- **Task brief**: Copy every line of the material below word for word.

********

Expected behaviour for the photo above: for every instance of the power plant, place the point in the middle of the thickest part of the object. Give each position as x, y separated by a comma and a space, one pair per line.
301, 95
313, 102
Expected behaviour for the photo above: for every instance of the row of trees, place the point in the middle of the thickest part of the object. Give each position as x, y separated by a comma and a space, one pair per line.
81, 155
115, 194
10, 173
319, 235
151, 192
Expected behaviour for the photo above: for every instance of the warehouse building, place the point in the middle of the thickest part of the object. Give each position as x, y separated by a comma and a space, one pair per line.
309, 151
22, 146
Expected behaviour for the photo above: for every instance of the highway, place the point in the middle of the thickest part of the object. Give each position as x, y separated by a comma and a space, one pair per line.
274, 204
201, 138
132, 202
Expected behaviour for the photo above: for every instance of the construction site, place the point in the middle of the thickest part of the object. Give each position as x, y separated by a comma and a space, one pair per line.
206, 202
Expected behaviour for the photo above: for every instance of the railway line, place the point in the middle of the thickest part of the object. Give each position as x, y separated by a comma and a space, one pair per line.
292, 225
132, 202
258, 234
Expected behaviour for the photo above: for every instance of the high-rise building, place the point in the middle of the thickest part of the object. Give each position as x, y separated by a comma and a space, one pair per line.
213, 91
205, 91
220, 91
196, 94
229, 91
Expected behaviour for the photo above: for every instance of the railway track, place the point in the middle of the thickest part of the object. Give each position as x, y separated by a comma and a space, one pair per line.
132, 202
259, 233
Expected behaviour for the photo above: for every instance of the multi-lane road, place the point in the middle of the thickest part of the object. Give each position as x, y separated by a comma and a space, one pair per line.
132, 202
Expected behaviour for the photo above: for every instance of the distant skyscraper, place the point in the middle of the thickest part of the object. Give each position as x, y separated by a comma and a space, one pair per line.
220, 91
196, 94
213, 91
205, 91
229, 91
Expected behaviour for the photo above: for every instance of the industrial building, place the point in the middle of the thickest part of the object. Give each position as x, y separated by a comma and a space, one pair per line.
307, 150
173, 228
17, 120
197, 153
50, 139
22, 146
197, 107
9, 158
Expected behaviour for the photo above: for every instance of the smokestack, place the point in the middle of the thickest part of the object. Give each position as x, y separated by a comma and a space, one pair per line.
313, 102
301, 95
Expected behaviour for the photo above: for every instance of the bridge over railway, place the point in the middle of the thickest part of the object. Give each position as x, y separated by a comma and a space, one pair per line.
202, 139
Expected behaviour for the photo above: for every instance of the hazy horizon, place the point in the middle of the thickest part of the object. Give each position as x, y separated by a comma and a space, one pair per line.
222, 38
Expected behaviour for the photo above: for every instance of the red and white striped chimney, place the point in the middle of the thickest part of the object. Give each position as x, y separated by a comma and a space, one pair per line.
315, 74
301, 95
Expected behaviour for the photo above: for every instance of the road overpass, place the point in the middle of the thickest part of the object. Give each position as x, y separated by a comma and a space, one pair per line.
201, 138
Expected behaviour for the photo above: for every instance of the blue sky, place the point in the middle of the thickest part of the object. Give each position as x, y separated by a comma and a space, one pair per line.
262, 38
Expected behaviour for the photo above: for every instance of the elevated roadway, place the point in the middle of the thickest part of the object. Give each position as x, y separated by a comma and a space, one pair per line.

********

- **Task response**:
Expected behaviour for the photo above: for every instance of the power plant, place the point in the middle of the thickest part of the object. Give each position as x, y separated by a comma and a space, one pair per line.
301, 95
313, 102
Expected behaviour for the photo above: for every instance of the row of trees, place the point in the middle of the thickest part of the object. Give each position as x, y separated by a comma and a space, one pair per line.
81, 155
115, 194
10, 173
319, 235
151, 192
Expected behaviour for the photo above: for every instance of the warehouse building, place the point in the middle of the thickest part of the object. Give each position as x, y separated by a comma and a space, one pair per line.
309, 151
22, 146
Expected behaviour for the photo above: for every instance of the highway, place the point in the middle of the thickest part of the object. Give each position as x, y separated by a comma and a space, one pair per line.
274, 204
201, 138
132, 202
Expected behaviour for the photo above: for every instance of the construction site, place the point in the middle of the thickest part of the object. Give each position as x, y separated by a comma and a space, one pair per line.
206, 202
Expected behaviour for the photo above: for every instance of the railway line, place the point in the middle of the thickest part of the object. Give each position as x, y separated by a comma and a space, one pair per line.
292, 225
132, 202
258, 234
Expected behaviour for the photo above: for every instance of the high-rise building, place the point in the middle of the thickest part of the object. Give each position as x, y separated by a comma and a space, one pair per line.
213, 91
205, 91
220, 91
196, 94
229, 91
Expected behaviour for the photo above: for every instance of the railway track, place the point in the middle of the thickest part of the object. Give each position as x, y separated by a comma and a space, one pair per line.
132, 202
259, 233
Expected behaviour for the photo above: for every instance of the multi-lane road, place the point in the middle of the thickest part of the object. Give each position as x, y separated by a comma and a space, one pair per line.
132, 202
Expected behaviour for the photo above: for every instance of the distant skyscraper, place the point in the middle of the thickest part of the object. Give each position as x, y separated by a comma and a space, one pair per line.
220, 91
196, 94
213, 91
205, 91
229, 91
Expected behaviour for the photo above: for every instance of the industrial building, place the point in the middle of the thickest part of the object. Give each position as x, y separated by a comma and a space, one pair per line.
307, 150
173, 228
17, 120
197, 153
50, 139
22, 146
197, 107
9, 158
Expected behaviour for the photo above: for every instance of the smokestack, place the point in the middle of the thickest part of the object. Give each position as x, y separated by a comma and a space, one pair per line.
313, 102
301, 95
Expected behaviour for the photo above: for every instance of the bridge over railway, place the point in the middle of the thickest part of the object. Give each position as x, y separated by a comma and a space, one pair per line.
202, 139
Expected behaviour for the photo above: for every instance of the hazy horizon, place the point in the middle of the thickest part of the object. Give each position as x, y separated by a comma and a space, one pair per line.
222, 38
Expected behaviour for the photo above: for every instance of the red and white striped chimney, place the point in the middle of the thickest part of the object. Give each position as x, y separated by a comma and a space, one pair per line.
315, 74
301, 95
Expected behaviour for the photo above: for every instance of the road overpass, place the point in the middle of the thickest part of the object. Give each position as x, y separated by a comma and a space, one pair per line.
201, 138
Expected behaviour for the photo above: for every instance of the blue sky, place the point in the middle of the thickest part of the object. Give each position as x, y separated by a comma and a space, one pair per line.
262, 38
Expected behaviour for the photo above: for every instance of the elevated roadway, place the point in the middle of the thickest part of the object. Give each position as x, y separated by a comma and a space, one pair per line.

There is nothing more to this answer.